Skip to contents

The cv() "function" method is a general function to cross-validate a model-selection procedure, such as the following: selectStepAIC() is a procedure that applies the stepAIC() model-selection function in the MASS package; selectTrans() is a procedure for selecting predictor and response transformations in regression, which uses the powerTransform() function in the car package; selectTransAndStepAIC() combines predictor and response transformations with predictor selection; and selectModelList() uses cross-validation to select a model from a list of models created by models() and employs (recursive) cross-validation to assess the predictive accuracy of this procedure.

Usage

# S3 method for `function`
cv(
  model,
  data,
  criterion = mse,
  k = 10L,
  reps = 1L,
  seed = NULL,
  working.model = NULL,
  y.expression = NULL,
  confint = n >= 400L,
  level = 0.95,
  details = k <= 10L,
  save.model = FALSE,
  ncores = 1L,
  ...
)

selectStepAIC(
  data,
  indices,
  model,
  criterion = mse,
  AIC = TRUE,
  details = TRUE,
  save.model = FALSE,
  ...
)

selectTrans(
  data,
  indices,
  details = TRUE,
  save.model = FALSE,
  model,
  criterion = mse,
  predictors,
  response,
  family = c("bcPower", "bcnPower", "yjPower", "basicPower"),
  family.y = c("bcPower", "bcnPower", "yjPower", "basicPower"),
  rounded = TRUE,
  ...
)

selectTransStepAIC(
  data,
  indices,
  details = TRUE,
  save.model = FALSE,
  model,
  criterion = mse,
  predictors,
  response,
  family = c("bcPower", "bcnPower", "yjPower", "basicPower"),
  family.y = c("bcPower", "bcnPower", "yjPower", "basicPower"),
  rounded = TRUE,
  AIC = TRUE,
  ...
)

selectModelList(
  data,
  indices,
  model,
  criterion = mse,
  k = 10L,
  k.recurse = k,
  details = k <= 10L,
  save.model = FALSE,
  seed = FALSE,
  quietly = TRUE,
  ...
)

compareFolds(object, digits = 3, ...)

# S3 method for cvSelect
coef(object, average, NAs = 0, ...)

Arguments

model

a regression model object fit to data, or for the cv() "function" method, a model-selection procedure function (see Details).

data

full data frame for model selection.

criterion

a CV criterion ("cost" or lack-of-fit) function.

k

perform k-fold cross-validation (default is 10); k may be a number or "loo" or "n" for n-fold (leave-one-out) cross-validation.

reps

number of times to replicate k-fold CV (default is 1)

seed

for R's random number generator; not used for n-fold cross-validation. If not explicitly set, a seed is randomly generated and saved to make the results reproducible. In some cases, for internal use only, seed is set to FALSE to suppress automatically setting the seed.

working.model

a regression model object fit to data, typically to begin a model-selection process; for use with selectModelList(), a list of competing models created by models().

y.expression

normally the response variable is found from the model or working.model argument; but if, for a particular selection procedure, the model or working.model argument is absent, or if the response can't be inferred from the model, the response can be specified by an expression, such as expression(log(income)), to be evaluated within the data set provided by the data argument.

confint

if TRUE (the default if the number of cases is 400 or greater), compute a confidence interval for the bias-corrected CV criterion, if the criterion is the average of casewise components.

level

confidence level (default 0.95).

Extracted records
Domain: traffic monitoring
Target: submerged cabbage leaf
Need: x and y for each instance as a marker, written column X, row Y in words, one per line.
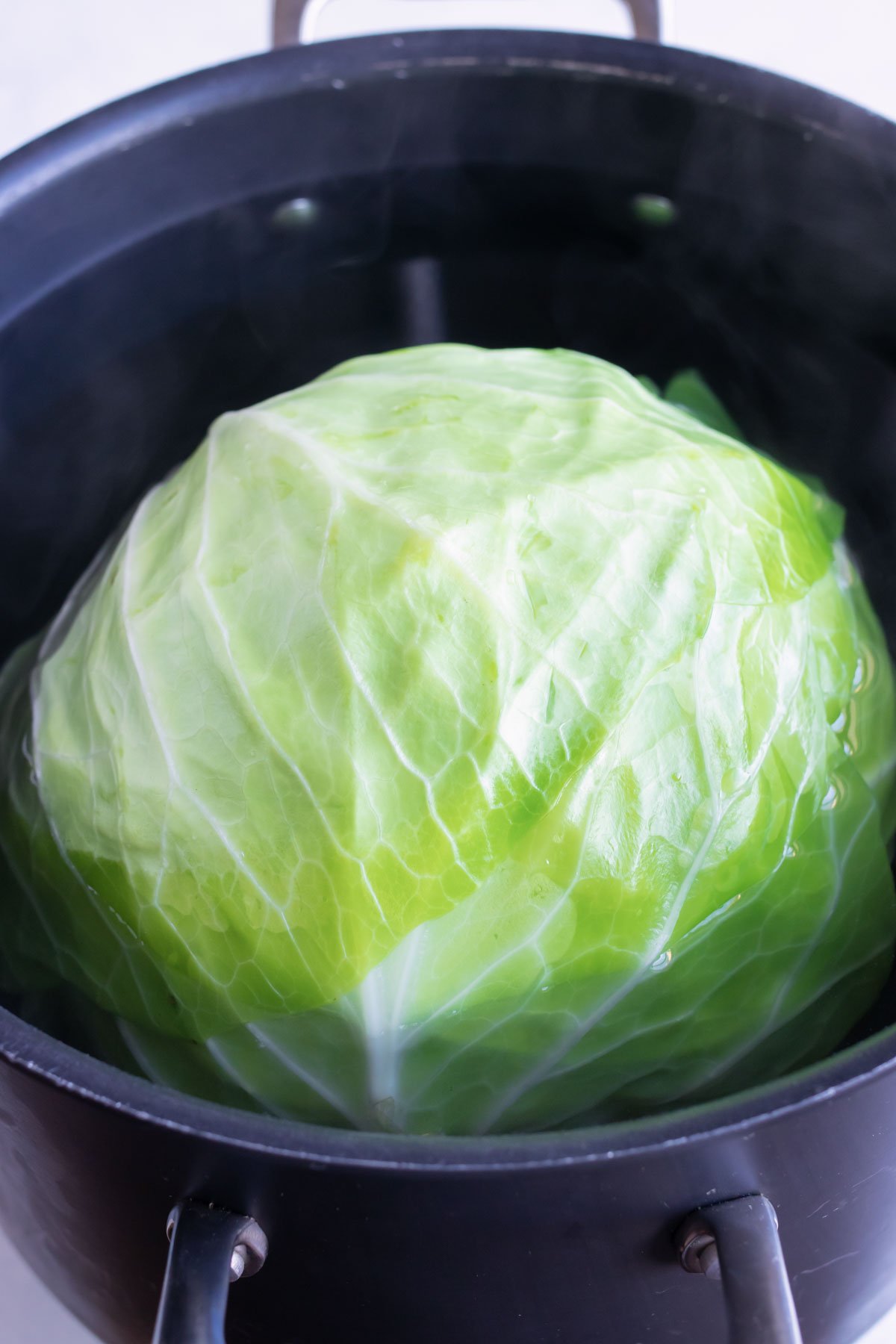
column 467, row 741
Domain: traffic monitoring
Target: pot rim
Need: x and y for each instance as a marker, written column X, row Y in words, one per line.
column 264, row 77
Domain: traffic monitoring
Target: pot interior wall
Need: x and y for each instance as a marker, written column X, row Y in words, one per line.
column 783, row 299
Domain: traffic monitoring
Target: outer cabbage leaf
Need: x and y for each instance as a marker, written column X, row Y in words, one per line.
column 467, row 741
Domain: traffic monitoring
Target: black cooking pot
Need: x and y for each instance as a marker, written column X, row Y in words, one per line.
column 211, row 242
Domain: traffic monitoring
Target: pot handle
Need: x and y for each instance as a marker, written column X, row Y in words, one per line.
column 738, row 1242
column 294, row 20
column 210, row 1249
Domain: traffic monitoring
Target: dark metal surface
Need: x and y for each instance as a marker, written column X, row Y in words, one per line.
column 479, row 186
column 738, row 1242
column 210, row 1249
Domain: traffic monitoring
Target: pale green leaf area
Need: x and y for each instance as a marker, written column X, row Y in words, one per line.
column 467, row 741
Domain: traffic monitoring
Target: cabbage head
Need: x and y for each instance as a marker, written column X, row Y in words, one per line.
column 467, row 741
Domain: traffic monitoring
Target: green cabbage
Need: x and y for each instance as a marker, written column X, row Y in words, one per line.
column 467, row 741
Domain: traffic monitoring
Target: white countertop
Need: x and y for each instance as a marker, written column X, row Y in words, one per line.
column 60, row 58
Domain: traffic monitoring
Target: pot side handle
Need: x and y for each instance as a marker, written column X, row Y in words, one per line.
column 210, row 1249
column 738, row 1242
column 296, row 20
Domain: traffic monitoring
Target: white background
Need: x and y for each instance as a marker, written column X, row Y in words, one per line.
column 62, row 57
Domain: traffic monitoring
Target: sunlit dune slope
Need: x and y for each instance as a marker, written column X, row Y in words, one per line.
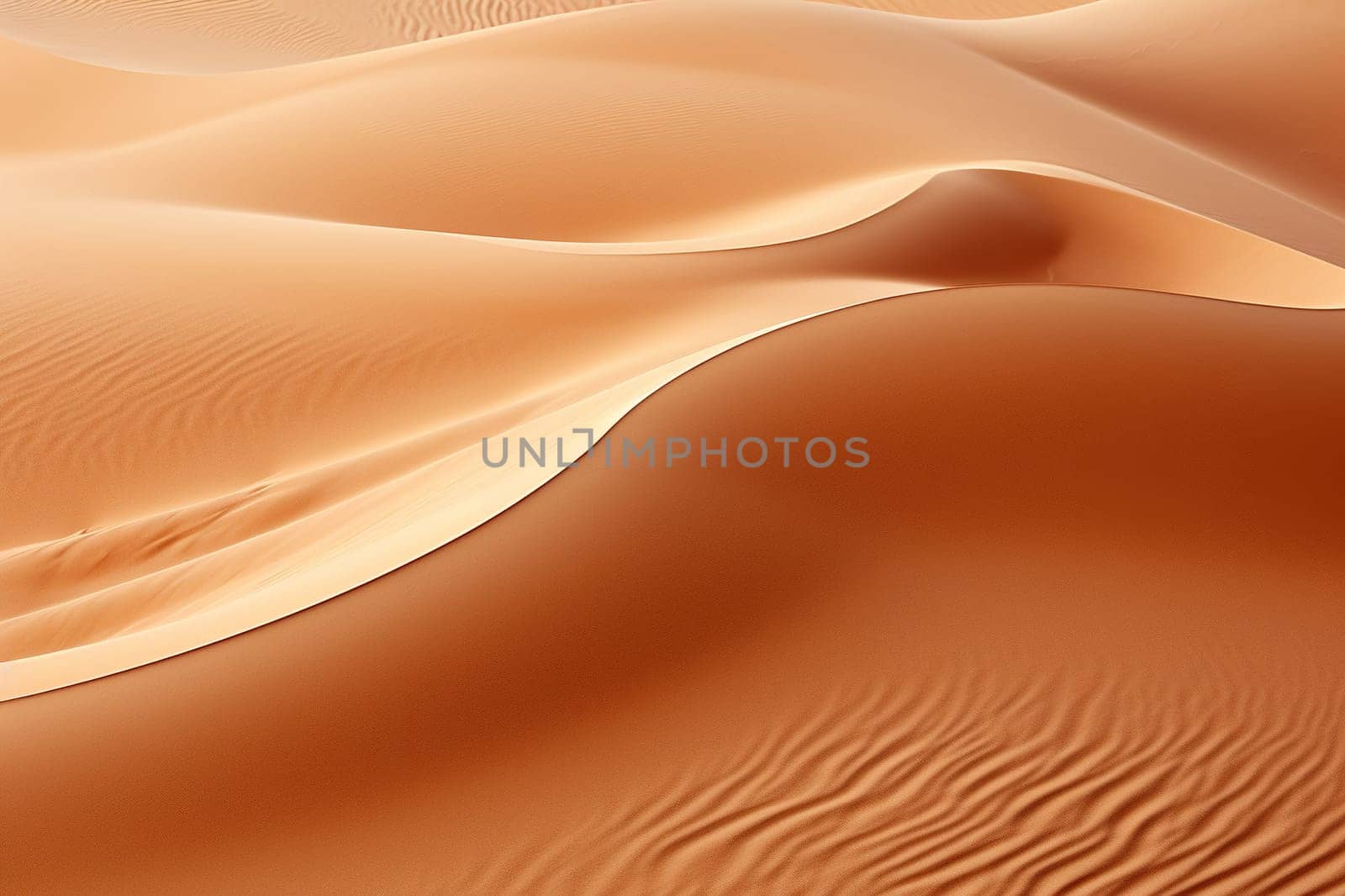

◆ **Exercise task 1**: From the cv() documentation, output the passage from "for R's random" up to and including "the data argument.".
◆ **Exercise task 2**:
Answer these questions from the cv() documentation:
(a) Which package provides the stepAIC() function?
(b) What is the default confidence level?
(c) Besides a number, which two values may the k argument take for leave-one-out cross-validation?
The listing was drawn from a separate source.

◆ **Written response 1**:
for R's random number generator; not used for n-fold cross-validation. If not explicitly set, a seed is randomly generated and saved to make the results reproducible. In some cases, for internal use only, seed is set to FALSE to suppress automatically setting the seed.

working.model

a regression model object fit to data, typically to begin a model-selection process; for use with selectModelList(), a list of competing models created by models().

y.expression

normally the response variable is found from the model or working.model argument; but if, for a particular selection procedure, the model or working.model argument is absent, or if the response can't be inferred from the model, the response can be specified by an expression, such as expression(log(income)), to be evaluated within the data set provided by the data argument.

◆ **Written response 2**:
(a) The MASS package.
(b) 0.95.
(c) "loo" or "n".